Goal:
Reproduce the material starting at the line that contains "One point belongs to each instance of the wood plank" and ending with the line that contains "[[145, 104]]", putting "wall air conditioner" in place of "ac wall unit" and leaving everything else unchanged.

Material:
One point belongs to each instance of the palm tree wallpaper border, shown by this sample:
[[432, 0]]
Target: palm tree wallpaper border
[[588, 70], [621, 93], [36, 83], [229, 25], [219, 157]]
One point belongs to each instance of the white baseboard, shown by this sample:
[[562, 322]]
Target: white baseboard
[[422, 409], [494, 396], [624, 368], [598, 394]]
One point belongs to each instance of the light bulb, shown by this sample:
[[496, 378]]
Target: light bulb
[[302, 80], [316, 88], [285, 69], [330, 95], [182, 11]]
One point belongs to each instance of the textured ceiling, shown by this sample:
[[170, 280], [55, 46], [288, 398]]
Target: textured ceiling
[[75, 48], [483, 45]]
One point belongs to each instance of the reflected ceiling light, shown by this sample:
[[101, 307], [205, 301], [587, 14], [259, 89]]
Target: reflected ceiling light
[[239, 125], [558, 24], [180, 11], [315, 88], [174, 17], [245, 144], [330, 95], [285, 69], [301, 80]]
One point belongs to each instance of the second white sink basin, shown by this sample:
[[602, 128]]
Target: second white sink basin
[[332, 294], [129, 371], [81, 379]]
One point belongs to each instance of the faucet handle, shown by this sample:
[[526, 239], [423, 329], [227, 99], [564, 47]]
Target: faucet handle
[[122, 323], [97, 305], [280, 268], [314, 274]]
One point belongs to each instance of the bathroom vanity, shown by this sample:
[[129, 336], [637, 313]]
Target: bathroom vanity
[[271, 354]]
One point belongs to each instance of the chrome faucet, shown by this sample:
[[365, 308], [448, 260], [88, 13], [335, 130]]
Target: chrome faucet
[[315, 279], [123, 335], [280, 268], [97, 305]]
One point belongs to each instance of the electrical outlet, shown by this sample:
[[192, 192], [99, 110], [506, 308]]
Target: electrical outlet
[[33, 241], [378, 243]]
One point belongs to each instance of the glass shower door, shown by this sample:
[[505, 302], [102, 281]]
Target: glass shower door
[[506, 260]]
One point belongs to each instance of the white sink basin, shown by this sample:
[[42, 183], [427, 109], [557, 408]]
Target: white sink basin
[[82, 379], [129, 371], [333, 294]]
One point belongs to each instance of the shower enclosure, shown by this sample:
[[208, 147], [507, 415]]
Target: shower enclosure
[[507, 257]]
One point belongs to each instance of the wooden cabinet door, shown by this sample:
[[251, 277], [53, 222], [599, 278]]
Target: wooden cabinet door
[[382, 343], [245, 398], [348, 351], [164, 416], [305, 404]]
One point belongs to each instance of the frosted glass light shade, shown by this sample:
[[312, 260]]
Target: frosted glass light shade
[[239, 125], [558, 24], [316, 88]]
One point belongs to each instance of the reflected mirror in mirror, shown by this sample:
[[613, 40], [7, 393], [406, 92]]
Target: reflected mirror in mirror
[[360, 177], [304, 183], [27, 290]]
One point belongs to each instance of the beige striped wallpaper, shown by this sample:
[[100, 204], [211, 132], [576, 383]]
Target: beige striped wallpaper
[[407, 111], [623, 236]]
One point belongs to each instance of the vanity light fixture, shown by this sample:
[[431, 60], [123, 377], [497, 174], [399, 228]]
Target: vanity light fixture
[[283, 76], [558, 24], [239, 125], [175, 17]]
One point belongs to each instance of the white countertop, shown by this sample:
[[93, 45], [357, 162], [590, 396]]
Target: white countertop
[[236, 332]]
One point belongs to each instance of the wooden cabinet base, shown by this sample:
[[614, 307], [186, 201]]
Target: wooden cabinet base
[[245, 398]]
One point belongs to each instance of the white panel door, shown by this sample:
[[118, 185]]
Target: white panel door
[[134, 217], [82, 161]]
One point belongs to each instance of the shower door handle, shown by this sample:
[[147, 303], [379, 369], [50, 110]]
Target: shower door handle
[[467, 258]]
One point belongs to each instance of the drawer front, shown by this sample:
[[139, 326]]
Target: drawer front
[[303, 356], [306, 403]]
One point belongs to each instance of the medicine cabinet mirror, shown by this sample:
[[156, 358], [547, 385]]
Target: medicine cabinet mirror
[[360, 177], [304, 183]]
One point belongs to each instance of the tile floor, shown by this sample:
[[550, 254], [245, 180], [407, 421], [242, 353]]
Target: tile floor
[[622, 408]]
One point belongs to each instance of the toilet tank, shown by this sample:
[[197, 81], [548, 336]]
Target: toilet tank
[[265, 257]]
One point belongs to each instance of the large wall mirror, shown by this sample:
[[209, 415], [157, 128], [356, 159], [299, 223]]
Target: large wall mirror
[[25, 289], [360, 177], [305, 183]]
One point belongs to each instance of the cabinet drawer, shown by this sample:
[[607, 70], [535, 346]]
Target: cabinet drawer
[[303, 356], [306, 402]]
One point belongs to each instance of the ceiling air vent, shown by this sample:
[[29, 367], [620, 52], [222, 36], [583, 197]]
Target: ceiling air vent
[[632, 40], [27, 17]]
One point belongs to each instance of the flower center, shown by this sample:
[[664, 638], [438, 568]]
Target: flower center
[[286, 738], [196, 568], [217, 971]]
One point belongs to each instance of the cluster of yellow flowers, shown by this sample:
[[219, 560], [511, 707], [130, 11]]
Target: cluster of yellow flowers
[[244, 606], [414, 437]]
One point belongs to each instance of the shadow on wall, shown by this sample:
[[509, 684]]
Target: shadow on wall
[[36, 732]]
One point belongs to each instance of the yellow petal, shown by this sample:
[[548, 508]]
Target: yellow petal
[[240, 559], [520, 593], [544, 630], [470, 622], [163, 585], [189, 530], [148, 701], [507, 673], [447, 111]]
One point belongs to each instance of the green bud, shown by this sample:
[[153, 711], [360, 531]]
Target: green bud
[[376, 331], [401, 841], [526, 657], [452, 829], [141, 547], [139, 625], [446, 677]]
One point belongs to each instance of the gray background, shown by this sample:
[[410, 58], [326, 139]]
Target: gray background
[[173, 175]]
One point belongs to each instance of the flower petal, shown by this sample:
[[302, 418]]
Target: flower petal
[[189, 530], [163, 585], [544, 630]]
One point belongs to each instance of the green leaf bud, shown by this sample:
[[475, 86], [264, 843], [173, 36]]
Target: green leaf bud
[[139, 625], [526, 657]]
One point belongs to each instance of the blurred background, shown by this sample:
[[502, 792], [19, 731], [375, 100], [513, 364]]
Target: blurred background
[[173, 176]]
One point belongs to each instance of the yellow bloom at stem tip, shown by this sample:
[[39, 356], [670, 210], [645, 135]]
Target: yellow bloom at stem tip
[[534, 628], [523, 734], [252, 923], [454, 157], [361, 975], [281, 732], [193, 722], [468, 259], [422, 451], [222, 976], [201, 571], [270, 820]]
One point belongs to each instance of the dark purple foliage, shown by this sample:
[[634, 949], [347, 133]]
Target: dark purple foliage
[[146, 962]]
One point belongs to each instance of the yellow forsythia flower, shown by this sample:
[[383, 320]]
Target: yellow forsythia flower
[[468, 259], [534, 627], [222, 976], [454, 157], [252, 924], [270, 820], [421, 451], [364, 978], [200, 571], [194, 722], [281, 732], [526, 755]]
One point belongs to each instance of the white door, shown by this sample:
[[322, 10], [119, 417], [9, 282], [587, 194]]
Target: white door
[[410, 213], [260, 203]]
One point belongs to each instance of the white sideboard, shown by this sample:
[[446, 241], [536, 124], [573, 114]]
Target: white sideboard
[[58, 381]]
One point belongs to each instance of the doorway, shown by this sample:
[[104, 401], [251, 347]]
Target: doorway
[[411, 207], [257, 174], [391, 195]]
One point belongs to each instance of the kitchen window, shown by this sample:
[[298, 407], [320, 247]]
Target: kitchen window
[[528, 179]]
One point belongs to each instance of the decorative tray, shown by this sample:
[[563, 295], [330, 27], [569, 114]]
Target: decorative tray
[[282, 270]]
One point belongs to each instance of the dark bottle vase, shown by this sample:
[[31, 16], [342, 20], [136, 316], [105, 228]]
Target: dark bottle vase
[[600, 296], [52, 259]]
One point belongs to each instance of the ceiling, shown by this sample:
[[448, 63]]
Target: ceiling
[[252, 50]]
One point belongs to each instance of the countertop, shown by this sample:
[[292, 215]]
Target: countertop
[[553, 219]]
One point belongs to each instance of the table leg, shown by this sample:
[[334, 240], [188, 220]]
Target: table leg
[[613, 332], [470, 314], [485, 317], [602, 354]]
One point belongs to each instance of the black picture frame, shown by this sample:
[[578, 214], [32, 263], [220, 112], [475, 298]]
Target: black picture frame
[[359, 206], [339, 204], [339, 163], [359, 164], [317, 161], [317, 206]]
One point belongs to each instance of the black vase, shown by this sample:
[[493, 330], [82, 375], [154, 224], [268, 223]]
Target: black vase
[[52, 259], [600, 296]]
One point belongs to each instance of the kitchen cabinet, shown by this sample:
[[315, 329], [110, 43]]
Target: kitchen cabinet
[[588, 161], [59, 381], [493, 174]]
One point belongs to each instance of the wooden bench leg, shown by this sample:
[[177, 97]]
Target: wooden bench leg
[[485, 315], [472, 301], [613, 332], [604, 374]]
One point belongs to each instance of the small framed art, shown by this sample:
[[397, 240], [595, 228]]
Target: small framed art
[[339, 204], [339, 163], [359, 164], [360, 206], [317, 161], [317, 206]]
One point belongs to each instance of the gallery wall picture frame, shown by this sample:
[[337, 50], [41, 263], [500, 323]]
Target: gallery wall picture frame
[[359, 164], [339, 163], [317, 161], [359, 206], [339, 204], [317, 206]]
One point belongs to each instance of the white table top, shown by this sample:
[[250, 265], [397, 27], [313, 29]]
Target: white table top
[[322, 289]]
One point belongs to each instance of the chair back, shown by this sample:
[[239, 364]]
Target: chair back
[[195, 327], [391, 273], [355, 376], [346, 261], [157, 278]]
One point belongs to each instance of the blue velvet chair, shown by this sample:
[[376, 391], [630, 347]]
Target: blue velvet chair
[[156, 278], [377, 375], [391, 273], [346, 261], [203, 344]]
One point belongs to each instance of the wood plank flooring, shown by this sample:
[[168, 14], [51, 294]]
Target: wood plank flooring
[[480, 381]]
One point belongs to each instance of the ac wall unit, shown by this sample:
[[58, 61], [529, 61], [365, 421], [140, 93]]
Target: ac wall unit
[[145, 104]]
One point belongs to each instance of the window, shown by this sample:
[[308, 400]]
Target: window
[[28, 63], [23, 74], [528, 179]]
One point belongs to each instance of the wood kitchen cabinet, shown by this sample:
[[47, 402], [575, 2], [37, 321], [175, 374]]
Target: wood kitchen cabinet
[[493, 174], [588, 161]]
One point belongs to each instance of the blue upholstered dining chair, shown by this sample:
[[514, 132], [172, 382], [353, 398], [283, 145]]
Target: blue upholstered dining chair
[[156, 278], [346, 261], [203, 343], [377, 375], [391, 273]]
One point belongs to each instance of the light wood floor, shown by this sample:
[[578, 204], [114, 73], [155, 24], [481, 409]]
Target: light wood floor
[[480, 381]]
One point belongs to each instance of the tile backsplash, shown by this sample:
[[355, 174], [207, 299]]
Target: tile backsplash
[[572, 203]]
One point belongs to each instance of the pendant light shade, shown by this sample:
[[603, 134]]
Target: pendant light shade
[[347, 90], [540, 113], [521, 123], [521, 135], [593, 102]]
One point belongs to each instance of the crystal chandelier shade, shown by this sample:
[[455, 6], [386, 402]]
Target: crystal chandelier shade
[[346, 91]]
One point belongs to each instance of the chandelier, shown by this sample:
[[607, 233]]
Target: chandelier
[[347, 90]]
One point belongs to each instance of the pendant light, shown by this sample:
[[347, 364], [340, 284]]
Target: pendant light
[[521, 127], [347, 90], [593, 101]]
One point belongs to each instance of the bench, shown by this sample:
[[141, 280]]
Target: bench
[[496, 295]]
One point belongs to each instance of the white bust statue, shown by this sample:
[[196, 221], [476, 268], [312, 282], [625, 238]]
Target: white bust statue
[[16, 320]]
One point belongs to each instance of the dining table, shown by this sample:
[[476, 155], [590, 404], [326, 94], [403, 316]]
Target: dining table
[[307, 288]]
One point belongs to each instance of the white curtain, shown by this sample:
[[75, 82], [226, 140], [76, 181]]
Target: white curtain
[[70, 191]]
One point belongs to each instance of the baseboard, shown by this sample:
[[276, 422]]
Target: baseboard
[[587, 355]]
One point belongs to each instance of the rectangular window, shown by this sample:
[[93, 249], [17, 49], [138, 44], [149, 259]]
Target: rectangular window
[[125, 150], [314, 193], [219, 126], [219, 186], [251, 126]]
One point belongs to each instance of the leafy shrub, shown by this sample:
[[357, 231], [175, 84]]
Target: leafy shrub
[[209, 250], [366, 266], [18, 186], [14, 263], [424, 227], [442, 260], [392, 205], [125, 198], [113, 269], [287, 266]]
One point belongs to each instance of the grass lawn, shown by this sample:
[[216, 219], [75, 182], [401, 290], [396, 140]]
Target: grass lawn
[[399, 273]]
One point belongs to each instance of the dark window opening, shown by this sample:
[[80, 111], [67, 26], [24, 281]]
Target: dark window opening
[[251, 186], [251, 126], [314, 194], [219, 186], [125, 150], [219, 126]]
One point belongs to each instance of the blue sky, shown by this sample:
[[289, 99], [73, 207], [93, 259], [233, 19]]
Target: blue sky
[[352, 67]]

Finished answer:
One point belongs to each instance of the wood plank flooring, shown by this sample:
[[168, 14], [51, 294]]
Target: wood plank flooring
[[480, 381]]
One point belongs to each instance of the wall air conditioner, shown by this sample:
[[58, 61], [529, 61], [365, 421], [140, 93]]
Target: wall air conditioner
[[145, 104]]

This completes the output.